- [Instructions for the task]
Convert the records below into a two-column CSV with the header row instruction,response. Give one row per record, with its text under instruction and its answer under response. Quote each field, replace line breaks with spaces, and leave out the pictures.
--- start Entries ---
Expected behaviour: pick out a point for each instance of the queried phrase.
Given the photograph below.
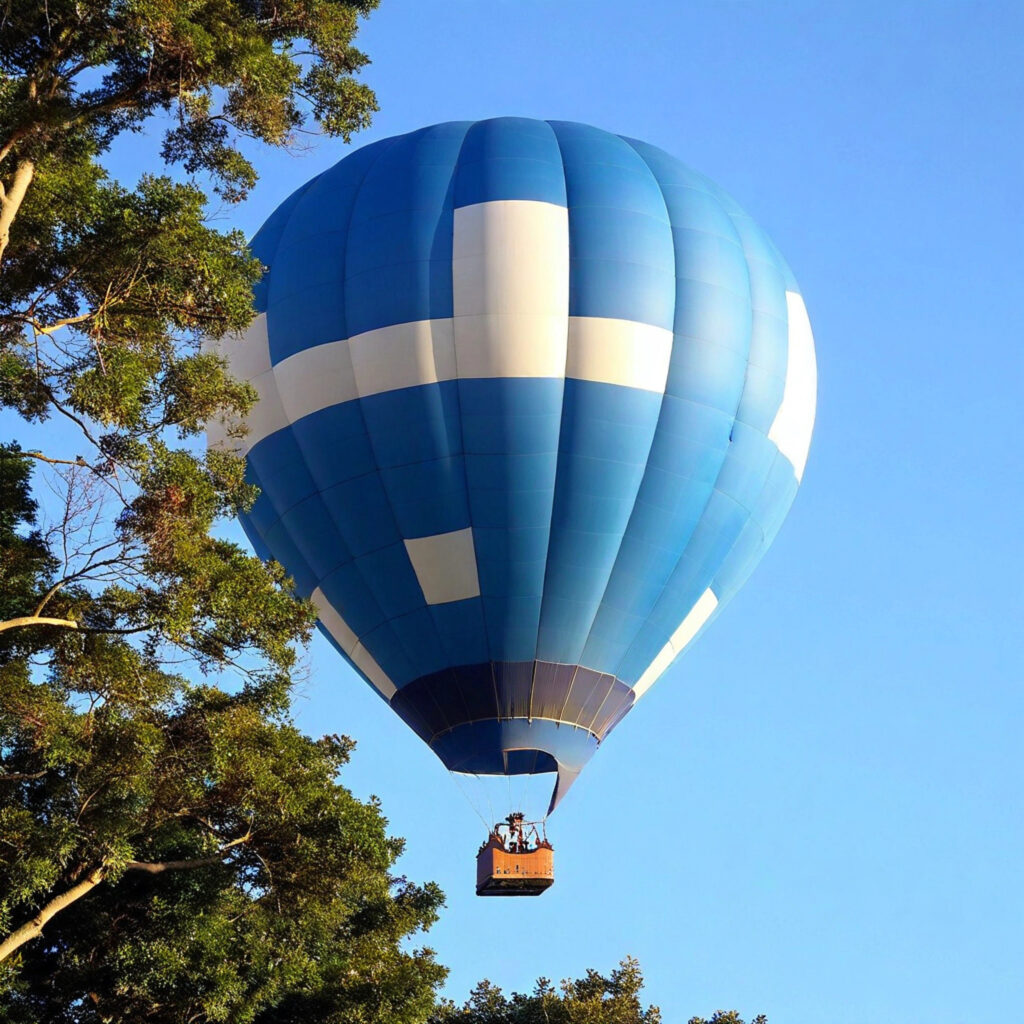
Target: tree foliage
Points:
(595, 998)
(171, 847)
(591, 999)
--- end Entries ---
- [Answer below]
instruction,response
"Expected behaviour: pick out a point for each instance of the queried phrase. Given the photograph below. Target: tree foliage Points:","(595, 998) (171, 847) (591, 999)"